THE TASK:
All lines from the one that mentions "per_instance = true" through the last of the entries below must be copied exactly, with both ends kept.

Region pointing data
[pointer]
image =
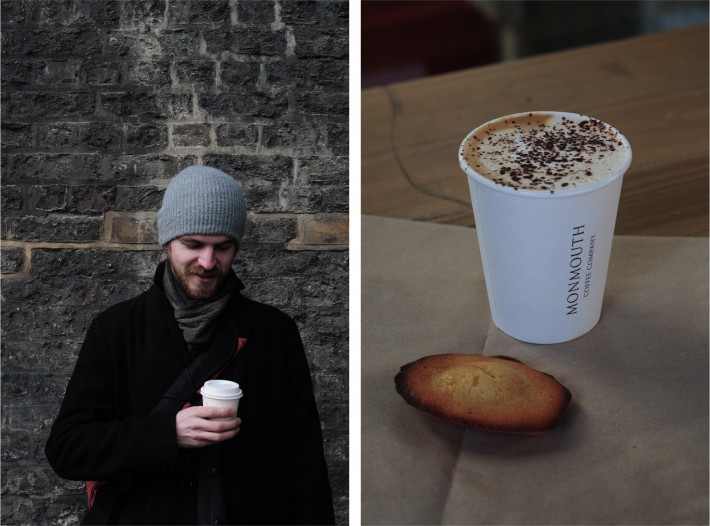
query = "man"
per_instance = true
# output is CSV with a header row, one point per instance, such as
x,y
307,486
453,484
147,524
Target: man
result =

REPLY:
per_instance = true
# output is CSV with a header row, one point per instance, such as
x,y
307,486
453,484
147,524
Target: man
result =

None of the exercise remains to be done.